**Task brief:** Could you copy the items below, starting at the line containing "find the tall" and ending at the line containing "find the grassy", with every line kept in full and each bounding-box coordinate in the answers multiplied by 2.5 and rounded to a whole number, halves rounded up? Leave all other wording unchanged, and return only those lines.

**Exercise materials:**
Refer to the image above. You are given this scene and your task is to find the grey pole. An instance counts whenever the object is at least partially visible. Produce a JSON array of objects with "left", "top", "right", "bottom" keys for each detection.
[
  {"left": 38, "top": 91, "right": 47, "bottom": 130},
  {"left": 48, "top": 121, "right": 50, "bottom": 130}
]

==

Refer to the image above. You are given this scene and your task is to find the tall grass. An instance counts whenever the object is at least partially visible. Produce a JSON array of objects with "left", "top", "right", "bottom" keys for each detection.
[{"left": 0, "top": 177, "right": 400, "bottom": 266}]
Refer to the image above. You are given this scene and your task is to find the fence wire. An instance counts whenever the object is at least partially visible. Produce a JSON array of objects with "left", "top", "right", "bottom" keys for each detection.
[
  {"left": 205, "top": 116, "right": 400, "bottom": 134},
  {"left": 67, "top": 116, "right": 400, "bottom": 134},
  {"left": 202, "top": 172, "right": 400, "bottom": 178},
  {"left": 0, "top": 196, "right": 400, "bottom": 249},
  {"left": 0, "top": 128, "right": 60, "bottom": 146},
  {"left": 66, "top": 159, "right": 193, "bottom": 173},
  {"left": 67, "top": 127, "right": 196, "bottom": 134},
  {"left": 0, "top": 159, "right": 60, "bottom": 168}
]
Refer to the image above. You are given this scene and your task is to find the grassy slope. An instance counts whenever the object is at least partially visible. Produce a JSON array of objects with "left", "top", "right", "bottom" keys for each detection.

**Solution to this exercise:**
Refer to the image above. You are given this scene and your task is to find the tall grass. An instance counts whenever the object is at least partially visible. Produce a JSON array of objects with "left", "top", "right", "bottom" keys for each detection.
[{"left": 0, "top": 443, "right": 1000, "bottom": 665}]
Refer to the image above. You are given this scene and your task is to find the fence wire. An instance counts whenever the object is at least partially visible. Produce a JSON array of objects with "left", "top", "right", "bottom" keys for each detection.
[
  {"left": 513, "top": 290, "right": 1000, "bottom": 335},
  {"left": 168, "top": 290, "right": 1000, "bottom": 335},
  {"left": 505, "top": 430, "right": 1000, "bottom": 445},
  {"left": 0, "top": 490, "right": 1000, "bottom": 623},
  {"left": 0, "top": 320, "right": 150, "bottom": 365},
  {"left": 165, "top": 398, "right": 483, "bottom": 433},
  {"left": 168, "top": 318, "right": 490, "bottom": 335},
  {"left": 0, "top": 398, "right": 150, "bottom": 420}
]
Refer to the image above. You are given this scene and your task is to find the grassy slope. An instance counts whenever the object is at least partially visible. Produce a JSON array of objects with "left", "top", "right", "bottom" keys for each detection.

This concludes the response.